• _Challenge_: Count the lines in the items below that contain the string "orange". Give only the number.

----------------------------------------

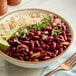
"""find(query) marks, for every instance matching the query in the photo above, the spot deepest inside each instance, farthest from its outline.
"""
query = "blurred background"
(65, 8)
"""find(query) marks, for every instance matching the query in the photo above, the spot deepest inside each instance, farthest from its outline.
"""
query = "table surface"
(66, 8)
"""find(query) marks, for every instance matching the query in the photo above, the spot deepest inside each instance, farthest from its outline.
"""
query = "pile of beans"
(40, 45)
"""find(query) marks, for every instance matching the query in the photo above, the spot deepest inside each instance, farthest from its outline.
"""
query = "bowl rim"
(39, 62)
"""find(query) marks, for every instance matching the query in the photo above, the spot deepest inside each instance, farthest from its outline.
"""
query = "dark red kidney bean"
(53, 45)
(55, 17)
(48, 24)
(30, 60)
(27, 50)
(59, 45)
(30, 53)
(43, 46)
(38, 33)
(20, 58)
(44, 54)
(49, 43)
(68, 38)
(21, 46)
(25, 42)
(48, 29)
(38, 50)
(64, 47)
(61, 50)
(49, 54)
(45, 32)
(31, 33)
(61, 37)
(62, 40)
(65, 37)
(20, 50)
(11, 42)
(41, 42)
(20, 54)
(31, 45)
(26, 58)
(46, 47)
(50, 38)
(53, 55)
(26, 38)
(25, 53)
(37, 43)
(56, 52)
(46, 57)
(36, 37)
(35, 60)
(52, 18)
(63, 27)
(68, 34)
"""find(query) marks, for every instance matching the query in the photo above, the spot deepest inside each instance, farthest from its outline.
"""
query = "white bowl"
(27, 64)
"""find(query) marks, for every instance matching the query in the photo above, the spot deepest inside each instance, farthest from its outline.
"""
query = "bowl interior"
(30, 11)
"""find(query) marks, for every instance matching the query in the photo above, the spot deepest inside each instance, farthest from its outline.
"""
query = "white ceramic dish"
(27, 64)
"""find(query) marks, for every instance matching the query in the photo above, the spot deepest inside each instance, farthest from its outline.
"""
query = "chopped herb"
(16, 40)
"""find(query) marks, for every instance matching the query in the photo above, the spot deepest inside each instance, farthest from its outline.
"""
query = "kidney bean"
(38, 33)
(41, 42)
(54, 24)
(43, 46)
(31, 33)
(30, 53)
(46, 47)
(65, 37)
(56, 52)
(50, 38)
(37, 43)
(68, 34)
(48, 29)
(26, 58)
(44, 54)
(61, 50)
(21, 46)
(20, 54)
(53, 45)
(35, 60)
(26, 38)
(57, 20)
(53, 55)
(63, 27)
(30, 60)
(11, 42)
(31, 45)
(46, 57)
(20, 58)
(13, 50)
(49, 43)
(49, 54)
(38, 50)
(36, 37)
(68, 38)
(25, 53)
(59, 45)
(25, 42)
(55, 17)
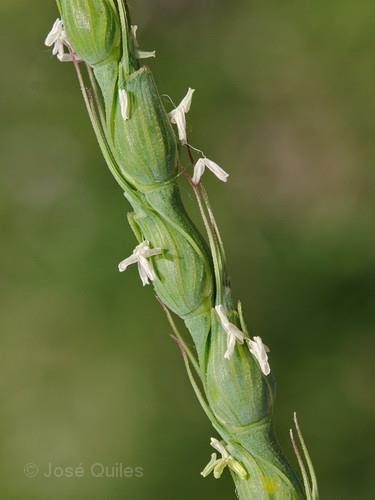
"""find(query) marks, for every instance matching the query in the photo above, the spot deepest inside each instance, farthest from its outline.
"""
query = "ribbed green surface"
(240, 397)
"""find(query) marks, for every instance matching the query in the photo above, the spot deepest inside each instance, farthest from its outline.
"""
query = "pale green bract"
(143, 145)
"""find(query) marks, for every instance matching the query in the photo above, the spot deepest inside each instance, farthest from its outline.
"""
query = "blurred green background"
(88, 373)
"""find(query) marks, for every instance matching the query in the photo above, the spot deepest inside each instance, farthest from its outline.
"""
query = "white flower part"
(217, 466)
(234, 333)
(141, 54)
(259, 351)
(140, 254)
(57, 38)
(124, 103)
(200, 167)
(177, 116)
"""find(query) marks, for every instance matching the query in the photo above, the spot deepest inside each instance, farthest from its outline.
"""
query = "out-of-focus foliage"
(285, 101)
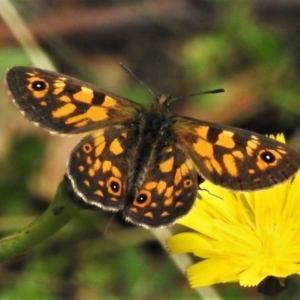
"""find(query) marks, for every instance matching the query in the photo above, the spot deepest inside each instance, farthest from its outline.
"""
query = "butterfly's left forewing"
(234, 158)
(65, 105)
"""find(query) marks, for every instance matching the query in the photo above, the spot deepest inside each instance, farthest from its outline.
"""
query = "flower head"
(242, 237)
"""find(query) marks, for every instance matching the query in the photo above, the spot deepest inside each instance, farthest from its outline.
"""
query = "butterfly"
(144, 160)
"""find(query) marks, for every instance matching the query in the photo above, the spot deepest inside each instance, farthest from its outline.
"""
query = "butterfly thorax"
(153, 135)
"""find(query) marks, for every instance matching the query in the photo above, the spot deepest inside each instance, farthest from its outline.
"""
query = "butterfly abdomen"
(149, 129)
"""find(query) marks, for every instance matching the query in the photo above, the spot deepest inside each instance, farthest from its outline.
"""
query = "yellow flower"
(242, 237)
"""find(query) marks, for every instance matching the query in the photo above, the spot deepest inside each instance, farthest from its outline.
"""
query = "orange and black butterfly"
(143, 160)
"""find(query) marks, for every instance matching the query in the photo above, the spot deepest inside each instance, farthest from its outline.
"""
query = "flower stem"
(60, 212)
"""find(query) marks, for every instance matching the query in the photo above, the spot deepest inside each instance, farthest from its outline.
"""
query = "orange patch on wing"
(230, 165)
(184, 169)
(109, 102)
(150, 185)
(252, 144)
(216, 166)
(59, 86)
(202, 131)
(161, 186)
(94, 114)
(169, 191)
(168, 201)
(238, 154)
(116, 172)
(63, 110)
(167, 165)
(225, 140)
(115, 147)
(86, 95)
(106, 166)
(204, 148)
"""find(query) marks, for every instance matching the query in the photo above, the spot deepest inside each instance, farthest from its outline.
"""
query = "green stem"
(60, 212)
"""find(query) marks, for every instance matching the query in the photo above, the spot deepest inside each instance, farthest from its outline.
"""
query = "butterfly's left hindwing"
(63, 104)
(234, 158)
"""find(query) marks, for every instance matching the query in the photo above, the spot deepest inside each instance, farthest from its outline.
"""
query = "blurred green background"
(249, 48)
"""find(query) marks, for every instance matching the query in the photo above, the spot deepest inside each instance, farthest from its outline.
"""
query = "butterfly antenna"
(206, 190)
(136, 78)
(216, 91)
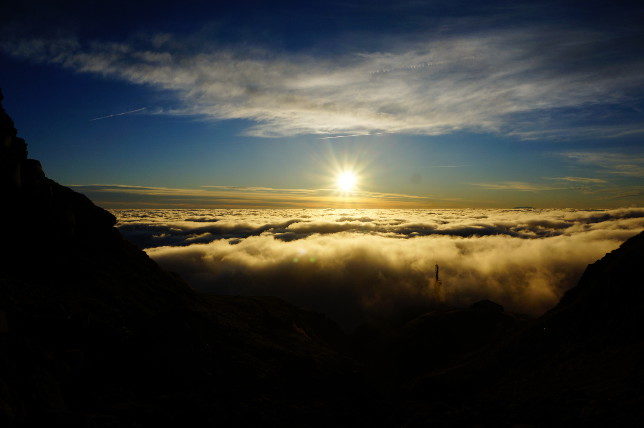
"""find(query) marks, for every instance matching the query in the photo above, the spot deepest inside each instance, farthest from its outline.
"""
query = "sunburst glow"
(346, 181)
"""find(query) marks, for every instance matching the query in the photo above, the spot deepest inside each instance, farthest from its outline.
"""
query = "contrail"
(117, 114)
(350, 135)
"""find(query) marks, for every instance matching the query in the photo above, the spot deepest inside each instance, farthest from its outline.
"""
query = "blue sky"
(253, 104)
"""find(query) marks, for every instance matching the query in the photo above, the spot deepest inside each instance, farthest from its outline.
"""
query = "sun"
(346, 181)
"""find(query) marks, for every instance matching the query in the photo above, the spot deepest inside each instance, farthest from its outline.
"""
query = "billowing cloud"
(354, 264)
(510, 81)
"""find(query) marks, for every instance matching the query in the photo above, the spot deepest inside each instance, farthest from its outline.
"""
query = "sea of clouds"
(356, 264)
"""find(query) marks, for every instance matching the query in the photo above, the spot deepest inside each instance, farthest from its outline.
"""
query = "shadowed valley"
(94, 333)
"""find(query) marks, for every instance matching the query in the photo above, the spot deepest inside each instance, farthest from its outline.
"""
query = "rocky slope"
(94, 333)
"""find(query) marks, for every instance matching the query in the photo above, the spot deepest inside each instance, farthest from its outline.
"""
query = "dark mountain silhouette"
(94, 333)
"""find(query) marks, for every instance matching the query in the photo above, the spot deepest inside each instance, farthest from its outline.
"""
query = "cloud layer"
(512, 81)
(356, 264)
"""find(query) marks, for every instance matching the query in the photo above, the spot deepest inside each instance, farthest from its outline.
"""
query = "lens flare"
(346, 181)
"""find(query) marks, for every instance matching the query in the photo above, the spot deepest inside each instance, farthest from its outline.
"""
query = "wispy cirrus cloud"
(516, 185)
(490, 81)
(585, 180)
(620, 164)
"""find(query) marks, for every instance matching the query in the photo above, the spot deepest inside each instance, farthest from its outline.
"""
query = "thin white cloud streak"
(621, 164)
(355, 264)
(517, 186)
(585, 180)
(476, 82)
(226, 196)
(118, 114)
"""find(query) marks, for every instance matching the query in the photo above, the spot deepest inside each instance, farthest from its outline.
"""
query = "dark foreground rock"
(94, 333)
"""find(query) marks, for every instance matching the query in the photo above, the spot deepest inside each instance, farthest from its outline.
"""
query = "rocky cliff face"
(94, 333)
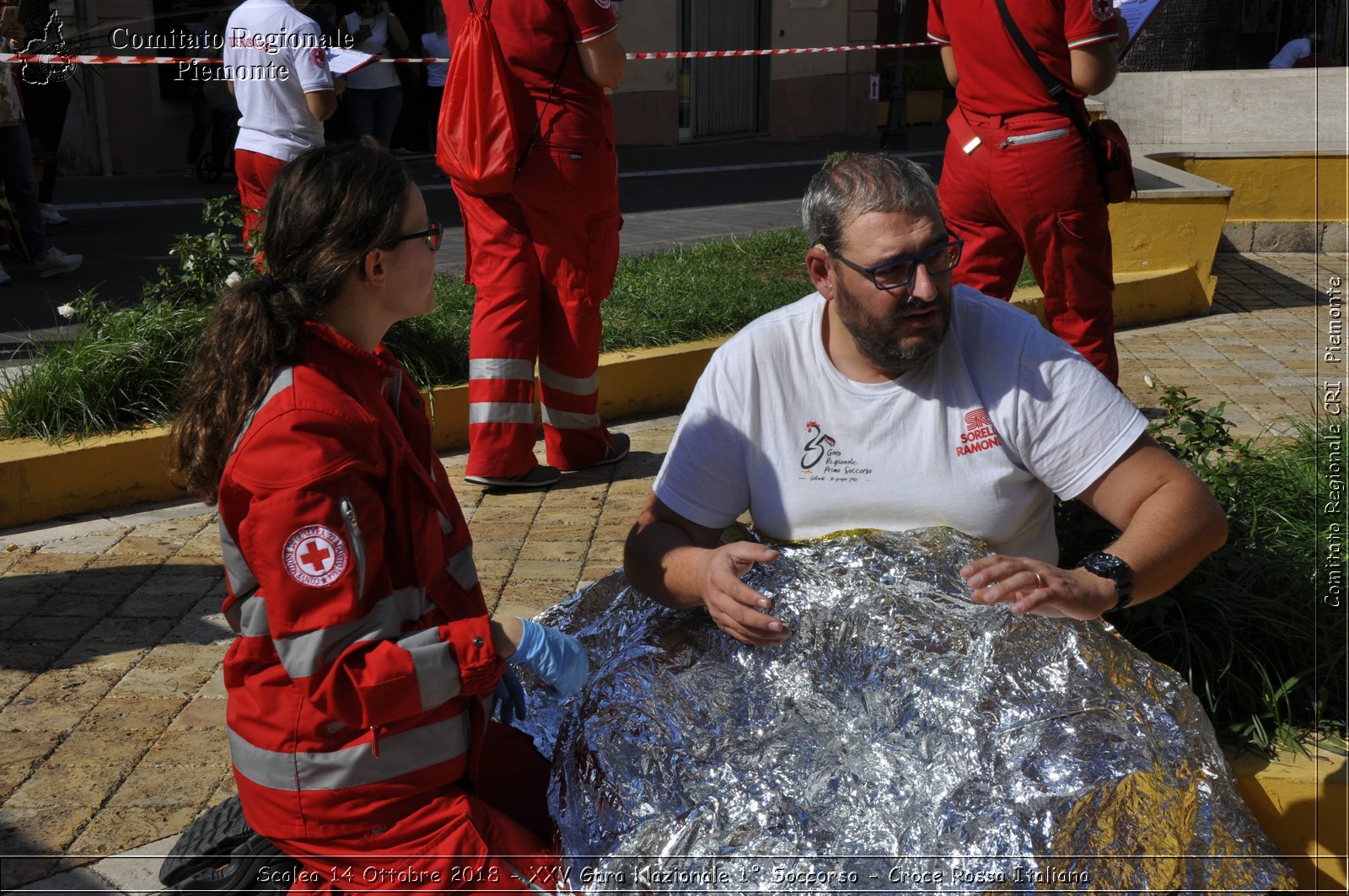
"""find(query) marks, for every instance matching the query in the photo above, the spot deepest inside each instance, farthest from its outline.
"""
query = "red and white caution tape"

----------------------------------------

• _Completed task_: 2